FRAGMENTO SELECCIONADO:

Hace varios años iniciamos este
blog con la idea de colgar en él no sólo los relatos de ficción que fuéramos
escribiendo, sino también alguna que otra idea o pensamiento que por el camino
se nos ocurriera. Sin embargo, por distintos motivos únicamente hemos estado
compartiendo con vosotros los cuentos que han brotado dentro de estas cabecitas
de ajo. Hasta ahora. Hoy queremos inaugurar una nueva sección en la que verter
otro tipo de escritos: Los piensa-mientos de ajo. No nos gustaría tener que englobarlos en catalogación
alguna. Los piensa-mientos de ajo tampoco lo permitirían; ellos tienen su
propia personalidad, independiente e inclasificable. Sean ficción o realidad
esperamos que los disfrutéis. CdA.
PIENSA-MIENTO DE AJO 1. EL
CAMINO DEL GUSTO por María
Para Carmen Soria, que pronto volverá a gobernar sobre su camino del gusto.
“El camino del gusto es muy corto”, esa
fue la expresión que utilizó aquella monja de ojos saltones cuando nos explicó
alguna lección de ciencias relacionada con la alimentación. Recuerdo
perfectamente esa frase y como mientras tanto indicaba con sus dedos cuan de
corto era ese camino, unos cinco o seis centímetros aproximadamente, los que
iban desde la barbilla hasta el comienzo del cuello. Ella nos quería convencer
de la importancia de alimentarse de forma saludable y lo hizo del siguiente
modo. Desde que comienza el periplo de un alimento en nuestra boca hasta que
finaliza (ya sabéis como) sólo en el pequeño trayecto que va desde la punta de
la lengua hasta que lo tragamos - masticándolo y saboreándolo en toda nuestra
cavidad bucal- sólo en esa zona el sentido del gusto tiene algo que decir.

DATOS PROPORCIONADOS:

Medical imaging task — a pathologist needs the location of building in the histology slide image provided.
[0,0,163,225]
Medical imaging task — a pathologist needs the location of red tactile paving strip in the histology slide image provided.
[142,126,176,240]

EJERCICIOS PROPUESTOS:
A: Según el fragmento seleccionado, ¿cuánto medía aproximadamente el camino del gusto que la monja indicó con los dedos?
B: Reproduce del fragmento seleccionado el pasaje comprendido entre "Hace varios años" y "camino del gusto.", ambos incluidos.

RESPUESTAS ESCRITAS:
A: Unos cinco o seis centímetros, desde la barbilla hasta el comienzo del cuello.

B:
Hace varios años iniciamos este
blog con la idea de colgar en él no sólo los relatos de ficción que fuéramos
escribiendo, sino también alguna que otra idea o pensamiento que por el camino
se nos ocurriera. Sin embargo, por distintos motivos únicamente hemos estado
compartiendo con vosotros los cuentos que han brotado dentro de estas cabecitas
de ajo. Hasta ahora. Hoy queremos inaugurar una nueva sección en la que verter
otro tipo de escritos: Los piensa-mientos de ajo. No nos gustaría tener que englobarlos en catalogación
alguna. Los piensa-mientos de ajo tampoco lo permitirían; ellos tienen su
propia personalidad, independiente e inclasificable. Sean ficción o realidad
esperamos que los disfrutéis. CdA.
PIENSA-MIENTO DE AJO 1. EL
CAMINO DEL GUSTO por María
Para Carmen Soria, que pronto volverá a gobernar sobre su camino del gusto.